### Extract provided

Heather Switak lives just blocks from where she was born – the former site of Resthaven Hospital. Coming full circle, she worked the last three decades of her career not far off, at Rest Haven Lodge. The director of care started at the Seventh-day Adventist-run facility on April 1, 1982, three months before construction completed on the Sidney site.

March 30 was her last day at work, and after some holiday time, she officially retires June 1.

“That first three months was pretty hectic,” Switak said.

She’d been nursing in the U.S. for 13 years before coming home to run Rest Haven. Those three months prior to opening were filled with paperwork, policy making, devising schedules, hiring staff and interviewing potential clients.

“Her whole nursing philosophy about looking after the whole person,” stood out, said Myrna Fox, who worked with Switak for a dozen years. “There’s a real emphasis on the spiritual part of it, even though times have changed. … It still has that basic Christian outlook on life.”

######

— What you will do —
Continue the article above about Heather Switak's retirement from Rest Haven Lodge, starting after its final sentence.

### Data under study

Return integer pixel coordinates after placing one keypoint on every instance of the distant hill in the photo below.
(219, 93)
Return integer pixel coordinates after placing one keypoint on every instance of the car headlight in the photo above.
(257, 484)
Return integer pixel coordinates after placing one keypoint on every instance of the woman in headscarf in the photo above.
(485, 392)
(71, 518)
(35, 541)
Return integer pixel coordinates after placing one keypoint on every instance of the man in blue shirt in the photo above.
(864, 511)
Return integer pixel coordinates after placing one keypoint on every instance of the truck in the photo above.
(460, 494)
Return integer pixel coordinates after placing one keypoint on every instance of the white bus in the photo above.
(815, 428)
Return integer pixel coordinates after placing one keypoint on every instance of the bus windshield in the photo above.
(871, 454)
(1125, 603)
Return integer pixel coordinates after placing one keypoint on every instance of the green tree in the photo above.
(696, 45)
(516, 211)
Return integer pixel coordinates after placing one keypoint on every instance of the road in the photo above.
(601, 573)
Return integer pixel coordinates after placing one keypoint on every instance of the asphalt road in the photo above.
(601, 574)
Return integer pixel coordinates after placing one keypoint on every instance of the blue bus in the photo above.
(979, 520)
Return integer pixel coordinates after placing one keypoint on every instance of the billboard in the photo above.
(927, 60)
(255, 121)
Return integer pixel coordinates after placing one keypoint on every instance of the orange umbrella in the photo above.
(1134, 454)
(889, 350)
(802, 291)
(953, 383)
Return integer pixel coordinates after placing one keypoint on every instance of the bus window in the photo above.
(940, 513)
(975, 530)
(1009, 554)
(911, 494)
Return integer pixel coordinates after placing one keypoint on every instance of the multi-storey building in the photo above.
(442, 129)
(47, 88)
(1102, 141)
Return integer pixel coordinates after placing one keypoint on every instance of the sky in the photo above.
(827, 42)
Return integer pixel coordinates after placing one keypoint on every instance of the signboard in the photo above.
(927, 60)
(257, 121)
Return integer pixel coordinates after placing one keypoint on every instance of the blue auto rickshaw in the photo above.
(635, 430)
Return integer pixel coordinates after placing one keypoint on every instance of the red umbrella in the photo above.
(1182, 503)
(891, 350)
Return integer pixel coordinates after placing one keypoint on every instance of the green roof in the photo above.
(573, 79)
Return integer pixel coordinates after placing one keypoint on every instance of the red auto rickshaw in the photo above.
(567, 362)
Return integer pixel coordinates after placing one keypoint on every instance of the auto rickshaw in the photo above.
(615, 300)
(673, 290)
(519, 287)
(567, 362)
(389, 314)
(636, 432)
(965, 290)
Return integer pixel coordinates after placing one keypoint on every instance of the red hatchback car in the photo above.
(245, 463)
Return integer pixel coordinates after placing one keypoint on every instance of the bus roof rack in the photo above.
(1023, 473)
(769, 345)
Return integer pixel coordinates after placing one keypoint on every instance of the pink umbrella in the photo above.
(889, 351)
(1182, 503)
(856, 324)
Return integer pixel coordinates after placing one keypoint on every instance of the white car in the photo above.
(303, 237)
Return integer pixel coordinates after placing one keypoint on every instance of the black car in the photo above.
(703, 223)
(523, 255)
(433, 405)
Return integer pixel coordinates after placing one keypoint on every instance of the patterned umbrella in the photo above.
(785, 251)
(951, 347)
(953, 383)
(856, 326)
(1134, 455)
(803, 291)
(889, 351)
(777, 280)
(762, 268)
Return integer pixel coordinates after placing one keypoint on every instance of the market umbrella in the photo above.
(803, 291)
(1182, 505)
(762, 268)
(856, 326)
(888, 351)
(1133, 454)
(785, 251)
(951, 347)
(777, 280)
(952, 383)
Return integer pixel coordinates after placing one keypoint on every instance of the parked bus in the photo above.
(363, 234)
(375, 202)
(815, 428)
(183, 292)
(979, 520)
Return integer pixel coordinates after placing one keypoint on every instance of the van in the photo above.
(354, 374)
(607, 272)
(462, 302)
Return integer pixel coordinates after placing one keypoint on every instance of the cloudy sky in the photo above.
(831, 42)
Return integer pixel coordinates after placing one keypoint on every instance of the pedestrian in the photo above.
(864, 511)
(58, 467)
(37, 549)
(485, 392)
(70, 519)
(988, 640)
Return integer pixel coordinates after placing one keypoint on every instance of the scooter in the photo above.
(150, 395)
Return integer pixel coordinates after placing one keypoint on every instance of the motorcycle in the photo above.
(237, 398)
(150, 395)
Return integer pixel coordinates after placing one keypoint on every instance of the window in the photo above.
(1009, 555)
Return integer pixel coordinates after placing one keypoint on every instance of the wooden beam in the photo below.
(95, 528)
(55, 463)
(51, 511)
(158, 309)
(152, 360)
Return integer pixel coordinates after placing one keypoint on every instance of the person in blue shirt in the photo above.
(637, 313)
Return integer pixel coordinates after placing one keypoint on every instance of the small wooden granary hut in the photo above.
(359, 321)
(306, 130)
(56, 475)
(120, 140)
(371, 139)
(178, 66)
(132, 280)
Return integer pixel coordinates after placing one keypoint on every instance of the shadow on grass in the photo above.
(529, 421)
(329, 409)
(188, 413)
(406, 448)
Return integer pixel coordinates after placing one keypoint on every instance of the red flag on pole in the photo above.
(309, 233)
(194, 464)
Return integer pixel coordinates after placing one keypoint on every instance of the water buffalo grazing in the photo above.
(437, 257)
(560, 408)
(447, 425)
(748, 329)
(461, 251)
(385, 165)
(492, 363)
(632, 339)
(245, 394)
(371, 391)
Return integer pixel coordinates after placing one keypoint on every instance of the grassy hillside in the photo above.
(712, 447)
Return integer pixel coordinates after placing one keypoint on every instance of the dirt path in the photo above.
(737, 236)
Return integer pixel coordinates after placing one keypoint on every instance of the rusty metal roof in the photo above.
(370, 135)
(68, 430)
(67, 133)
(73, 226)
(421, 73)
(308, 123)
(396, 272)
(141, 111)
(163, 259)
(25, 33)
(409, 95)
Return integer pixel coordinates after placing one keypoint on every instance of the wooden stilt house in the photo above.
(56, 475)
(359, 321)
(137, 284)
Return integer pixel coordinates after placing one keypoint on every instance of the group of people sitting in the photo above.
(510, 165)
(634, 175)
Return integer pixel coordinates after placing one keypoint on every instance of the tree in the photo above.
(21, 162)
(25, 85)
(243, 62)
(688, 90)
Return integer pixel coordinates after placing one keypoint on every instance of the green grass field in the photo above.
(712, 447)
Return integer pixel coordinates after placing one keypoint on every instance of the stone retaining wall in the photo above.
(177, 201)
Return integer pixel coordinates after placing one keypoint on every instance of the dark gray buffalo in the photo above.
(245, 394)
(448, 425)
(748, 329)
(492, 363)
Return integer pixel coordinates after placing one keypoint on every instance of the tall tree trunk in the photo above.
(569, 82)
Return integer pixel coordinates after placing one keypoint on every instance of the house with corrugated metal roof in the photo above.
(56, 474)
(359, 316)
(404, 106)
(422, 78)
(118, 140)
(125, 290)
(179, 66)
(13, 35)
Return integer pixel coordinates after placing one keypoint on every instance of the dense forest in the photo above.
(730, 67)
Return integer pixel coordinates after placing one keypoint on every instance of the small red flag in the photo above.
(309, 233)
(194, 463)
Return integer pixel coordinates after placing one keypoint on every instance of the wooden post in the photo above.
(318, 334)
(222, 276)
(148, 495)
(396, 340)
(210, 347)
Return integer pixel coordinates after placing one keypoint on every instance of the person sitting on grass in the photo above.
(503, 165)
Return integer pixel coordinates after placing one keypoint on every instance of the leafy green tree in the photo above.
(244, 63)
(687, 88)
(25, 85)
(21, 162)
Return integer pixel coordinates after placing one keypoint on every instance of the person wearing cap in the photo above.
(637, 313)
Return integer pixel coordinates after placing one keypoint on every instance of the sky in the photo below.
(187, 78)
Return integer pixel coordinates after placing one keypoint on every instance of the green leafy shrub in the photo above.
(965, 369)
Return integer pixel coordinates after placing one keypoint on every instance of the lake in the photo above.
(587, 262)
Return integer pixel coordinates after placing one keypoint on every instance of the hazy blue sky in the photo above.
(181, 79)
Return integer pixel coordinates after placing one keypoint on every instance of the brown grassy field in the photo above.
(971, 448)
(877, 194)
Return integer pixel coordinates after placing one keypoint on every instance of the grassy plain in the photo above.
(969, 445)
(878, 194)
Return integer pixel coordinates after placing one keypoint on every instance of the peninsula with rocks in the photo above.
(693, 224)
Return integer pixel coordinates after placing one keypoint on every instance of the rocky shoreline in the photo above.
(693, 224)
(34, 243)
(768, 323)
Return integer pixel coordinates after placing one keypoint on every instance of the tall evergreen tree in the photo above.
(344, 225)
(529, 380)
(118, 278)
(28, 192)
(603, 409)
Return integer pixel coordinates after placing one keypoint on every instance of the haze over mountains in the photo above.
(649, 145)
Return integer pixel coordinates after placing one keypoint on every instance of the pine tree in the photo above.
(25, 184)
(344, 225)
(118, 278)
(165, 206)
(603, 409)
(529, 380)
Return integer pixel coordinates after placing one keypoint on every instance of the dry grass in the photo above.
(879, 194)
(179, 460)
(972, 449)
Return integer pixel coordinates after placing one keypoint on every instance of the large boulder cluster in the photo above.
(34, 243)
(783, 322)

######

— Response to the exercise —
Activities like music therapy are symptoms of her nursing philosophy.

“[It’s] knowing that other things add to a person’s life. She’s a wonderful advocate that way,” Fox said.

It also includes creating individual care plans in each of three areas and simply “treating people the way we would like to be treated,” Switak said.

“The mission of Rest Haven Lodge and of the Adventist church is to carry on the healing ministry of Christ,” she added. “We’re not going to be able to heal everyone physically but we can aim for wholeness; if not physically then emotionally, socially, spiritually.”

There was one substantial change over the three decades she led the care team at Rest Haven.  About eight years ago the Sidney facility shifted to complex care. “The transition was not difficult at first,” Switak said. “It became more difficult as time passed. The routine care we were giving had to evolve into a much deeper level of care.”

And again she found herself developing policies and procedures.

 

“She was always calm even when there was a lot of change going on,” said Fox. “Even when things were chaotic … she would just smile this wonderful smile and you would never know what was going on.”